Your instructions:
Print the stretch of the forum thread from "Kleptronic · 31/08/2022 23:07" through "90% of humans.", word for word.

Excerpt:
------------------------
The other thing I'd say is that Buddhist groups often just ask for a contribution based on what you can afford. I paid £2 a week at my first sessions.

When I did an MBSR group they asked you to pay what you could afford based on your income. Weekend drop ins were often just put whatever coins you have in the tin.

Kleptronic · 31/08/2022 23:05

See if there are any Quakers local to you. Their real name is the Society of Friends and they are exactly that, no belief required whatsoever. You sit in silence for an hour; people may speak on a topic/issue/news item/thought or they may not. Once someone has spoken they don't speak again, so no-one dominates. My local ones have a Zoom option. Afterwards there is tea and cake (virtually over zoom!) and you can chat, or not. It is surprisingly moving sitting in silence with friendly people.

Kleptronic · 31/08/2022 23:07

Quakers are free and no-one is asked to 'join' either.

Buttingtons · 31/08/2022 23:07

And you would certainly not be the only worried, anxious or lonely person there at all. I ended up meeting several solitary people that came together for the same reason.

The other best thing I did at that point in my life was get a cat 😂 he is wonderful and an absolute gift, and I much prefer his company to 90% of humans.

BuddhaAtSea · 31/08/2022 23:18

I would wholeheartedly recommend you get a dog. They are amazing companions, they get you out of the house and they’re a great excuse to strike conversations with random people (if you’re in the mood).

And…you’re not alone!

Buttingtons · 31/08/2022 23:26

BuddhaAtSea · 31/08/2022 23:18

I would wholeheartedly recommend you get a dog. They are amazing companions, they get you out of the house and they’re a great excuse to strike conversations with random people (if you’re in the mood).

And…you’re not alone!

Yes! Animal friends 😂

I swear my good cat boy has been a far more positive influence in my life than X number of friends and romantic partners.

He does claw my trousers when I walk by him if I don't fuss him/occasionally disguise himself as the stair carpet so I nearly fall, but well worth it.

Cats and dogs are comical and wonderful companions. Highly recommended.

Seashellsandsand · 01/09/2022 07:58

I have two dogs. They force me out the door each day. I often speak to people when I’m out with them but it never goes beyond the usual conversations. One of the dogs pulls badly and is reactive to everything so I’m usually rushing to get home. They give me company but it’s just not the same.
I do have a DP but It’s not the same as having girl friends to natter with or go out with.
------------------------
Records from a point labeling set

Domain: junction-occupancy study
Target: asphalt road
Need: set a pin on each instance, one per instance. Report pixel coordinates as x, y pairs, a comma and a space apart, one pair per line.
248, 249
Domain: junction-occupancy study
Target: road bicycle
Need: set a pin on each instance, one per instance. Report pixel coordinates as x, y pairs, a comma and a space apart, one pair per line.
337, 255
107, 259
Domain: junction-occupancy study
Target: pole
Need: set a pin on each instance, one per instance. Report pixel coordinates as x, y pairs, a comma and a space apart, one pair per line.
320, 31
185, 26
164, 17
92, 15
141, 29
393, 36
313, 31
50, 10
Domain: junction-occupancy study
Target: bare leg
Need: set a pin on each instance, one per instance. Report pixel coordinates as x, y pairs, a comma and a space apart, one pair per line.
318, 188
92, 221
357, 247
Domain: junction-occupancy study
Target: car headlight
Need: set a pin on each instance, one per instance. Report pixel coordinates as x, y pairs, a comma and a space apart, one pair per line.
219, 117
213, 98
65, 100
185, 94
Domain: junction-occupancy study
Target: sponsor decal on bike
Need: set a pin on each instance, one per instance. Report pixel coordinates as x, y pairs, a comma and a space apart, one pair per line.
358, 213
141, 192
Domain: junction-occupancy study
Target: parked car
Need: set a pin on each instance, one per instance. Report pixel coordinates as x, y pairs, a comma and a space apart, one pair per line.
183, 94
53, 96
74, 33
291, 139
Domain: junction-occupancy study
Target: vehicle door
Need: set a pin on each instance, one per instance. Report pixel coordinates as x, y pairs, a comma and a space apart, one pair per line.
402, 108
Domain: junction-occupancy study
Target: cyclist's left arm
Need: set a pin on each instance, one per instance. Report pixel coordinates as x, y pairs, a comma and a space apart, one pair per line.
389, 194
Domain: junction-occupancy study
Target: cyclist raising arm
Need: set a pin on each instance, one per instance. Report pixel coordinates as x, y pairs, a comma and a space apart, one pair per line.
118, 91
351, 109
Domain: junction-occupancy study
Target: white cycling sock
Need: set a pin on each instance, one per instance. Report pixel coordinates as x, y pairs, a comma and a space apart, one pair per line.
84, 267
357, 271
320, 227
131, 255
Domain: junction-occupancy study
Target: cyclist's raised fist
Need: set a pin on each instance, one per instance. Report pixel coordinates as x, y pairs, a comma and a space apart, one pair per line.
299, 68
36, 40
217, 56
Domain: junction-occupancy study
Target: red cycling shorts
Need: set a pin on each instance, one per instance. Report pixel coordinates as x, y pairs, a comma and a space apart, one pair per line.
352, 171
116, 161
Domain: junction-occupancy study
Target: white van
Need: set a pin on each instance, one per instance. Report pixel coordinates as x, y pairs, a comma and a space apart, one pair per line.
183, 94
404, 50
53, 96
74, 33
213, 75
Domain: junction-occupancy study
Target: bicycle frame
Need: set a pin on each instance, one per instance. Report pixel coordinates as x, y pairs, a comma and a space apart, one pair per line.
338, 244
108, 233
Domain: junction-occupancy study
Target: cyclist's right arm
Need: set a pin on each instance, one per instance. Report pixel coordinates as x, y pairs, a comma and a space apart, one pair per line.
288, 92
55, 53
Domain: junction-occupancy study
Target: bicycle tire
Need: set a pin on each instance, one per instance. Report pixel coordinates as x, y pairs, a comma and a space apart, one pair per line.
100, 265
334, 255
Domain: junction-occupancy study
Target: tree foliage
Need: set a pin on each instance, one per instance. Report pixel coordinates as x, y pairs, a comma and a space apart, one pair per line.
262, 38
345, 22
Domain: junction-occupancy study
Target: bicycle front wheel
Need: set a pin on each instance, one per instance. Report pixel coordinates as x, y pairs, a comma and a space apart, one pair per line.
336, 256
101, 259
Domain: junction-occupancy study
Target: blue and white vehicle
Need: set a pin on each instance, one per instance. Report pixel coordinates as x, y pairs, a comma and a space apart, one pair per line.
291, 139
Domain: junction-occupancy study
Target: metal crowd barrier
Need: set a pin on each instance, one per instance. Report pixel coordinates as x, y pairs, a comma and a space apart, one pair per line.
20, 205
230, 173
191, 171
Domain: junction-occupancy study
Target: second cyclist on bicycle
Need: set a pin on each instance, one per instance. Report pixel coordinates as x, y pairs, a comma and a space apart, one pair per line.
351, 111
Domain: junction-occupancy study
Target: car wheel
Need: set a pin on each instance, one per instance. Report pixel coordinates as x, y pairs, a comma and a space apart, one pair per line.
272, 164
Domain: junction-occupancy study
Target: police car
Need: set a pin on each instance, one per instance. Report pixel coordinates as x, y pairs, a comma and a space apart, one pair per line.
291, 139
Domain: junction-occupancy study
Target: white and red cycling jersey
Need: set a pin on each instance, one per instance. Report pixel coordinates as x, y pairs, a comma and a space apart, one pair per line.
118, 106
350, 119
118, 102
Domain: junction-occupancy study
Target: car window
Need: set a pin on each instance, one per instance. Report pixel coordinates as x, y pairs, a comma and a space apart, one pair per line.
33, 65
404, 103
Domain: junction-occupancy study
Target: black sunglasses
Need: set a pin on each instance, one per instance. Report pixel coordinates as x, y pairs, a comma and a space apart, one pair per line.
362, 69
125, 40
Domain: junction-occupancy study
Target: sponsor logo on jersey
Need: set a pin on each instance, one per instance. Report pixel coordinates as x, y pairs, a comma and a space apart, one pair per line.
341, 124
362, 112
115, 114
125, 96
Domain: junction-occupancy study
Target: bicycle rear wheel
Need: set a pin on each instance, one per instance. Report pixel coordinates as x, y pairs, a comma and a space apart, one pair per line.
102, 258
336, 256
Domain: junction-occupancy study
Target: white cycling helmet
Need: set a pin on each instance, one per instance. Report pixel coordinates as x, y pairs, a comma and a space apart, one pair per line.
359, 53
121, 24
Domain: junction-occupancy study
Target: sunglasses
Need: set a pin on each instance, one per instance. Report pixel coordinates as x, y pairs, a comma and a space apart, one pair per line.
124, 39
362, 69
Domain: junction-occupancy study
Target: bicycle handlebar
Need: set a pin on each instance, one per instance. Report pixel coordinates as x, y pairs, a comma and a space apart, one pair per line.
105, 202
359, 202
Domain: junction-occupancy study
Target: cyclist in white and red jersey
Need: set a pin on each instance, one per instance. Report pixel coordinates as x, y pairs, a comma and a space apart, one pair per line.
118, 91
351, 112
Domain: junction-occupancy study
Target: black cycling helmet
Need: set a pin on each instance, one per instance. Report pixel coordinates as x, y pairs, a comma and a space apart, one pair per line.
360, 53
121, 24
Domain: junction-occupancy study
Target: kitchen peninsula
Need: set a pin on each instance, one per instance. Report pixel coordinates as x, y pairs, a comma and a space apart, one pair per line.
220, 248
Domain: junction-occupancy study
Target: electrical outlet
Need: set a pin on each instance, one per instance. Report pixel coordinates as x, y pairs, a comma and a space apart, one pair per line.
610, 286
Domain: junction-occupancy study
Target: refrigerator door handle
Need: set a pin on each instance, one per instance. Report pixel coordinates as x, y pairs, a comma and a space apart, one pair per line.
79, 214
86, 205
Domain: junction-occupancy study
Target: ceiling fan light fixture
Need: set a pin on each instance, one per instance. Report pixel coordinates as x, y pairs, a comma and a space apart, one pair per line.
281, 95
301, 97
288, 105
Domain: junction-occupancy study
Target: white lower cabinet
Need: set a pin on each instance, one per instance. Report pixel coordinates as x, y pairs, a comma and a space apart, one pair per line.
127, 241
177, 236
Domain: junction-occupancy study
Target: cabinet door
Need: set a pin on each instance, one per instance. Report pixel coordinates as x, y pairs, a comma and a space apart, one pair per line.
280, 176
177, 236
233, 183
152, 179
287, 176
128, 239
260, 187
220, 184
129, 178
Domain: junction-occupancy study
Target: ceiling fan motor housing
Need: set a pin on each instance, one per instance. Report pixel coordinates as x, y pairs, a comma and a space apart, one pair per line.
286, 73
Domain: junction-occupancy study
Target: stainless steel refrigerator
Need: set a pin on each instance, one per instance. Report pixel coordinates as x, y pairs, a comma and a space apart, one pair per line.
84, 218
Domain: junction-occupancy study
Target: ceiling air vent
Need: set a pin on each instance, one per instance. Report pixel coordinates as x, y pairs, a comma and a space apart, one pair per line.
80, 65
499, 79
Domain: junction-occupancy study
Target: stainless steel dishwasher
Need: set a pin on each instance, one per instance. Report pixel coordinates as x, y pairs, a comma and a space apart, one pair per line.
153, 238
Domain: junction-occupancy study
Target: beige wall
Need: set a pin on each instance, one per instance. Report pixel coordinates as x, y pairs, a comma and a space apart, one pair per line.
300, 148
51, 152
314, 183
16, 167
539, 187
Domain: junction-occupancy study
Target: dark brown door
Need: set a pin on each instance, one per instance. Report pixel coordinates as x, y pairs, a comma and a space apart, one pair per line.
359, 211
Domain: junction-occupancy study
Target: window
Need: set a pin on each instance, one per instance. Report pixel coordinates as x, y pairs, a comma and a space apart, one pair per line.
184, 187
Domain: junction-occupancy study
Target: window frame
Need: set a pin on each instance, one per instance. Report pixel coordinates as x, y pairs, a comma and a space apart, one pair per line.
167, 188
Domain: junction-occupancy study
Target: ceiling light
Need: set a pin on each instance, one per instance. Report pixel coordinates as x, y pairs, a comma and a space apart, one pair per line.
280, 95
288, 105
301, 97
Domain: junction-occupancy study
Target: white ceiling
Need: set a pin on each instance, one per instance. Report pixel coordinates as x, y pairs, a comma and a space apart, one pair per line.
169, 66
------------------------
Task result:
Kleptronic · 31/08/2022 23:07

Quakers are free and no-one is asked to 'join' either.

Buttingtons · 31/08/2022 23:07

And you would certainly not be the only worried, anxious or lonely person there at all. I ended up meeting several solitary people that came together for the same reason.

The other best thing I did at that point in my life was get a cat 😂 he is wonderful and an absolute gift, and I much prefer his company to 90% of humans.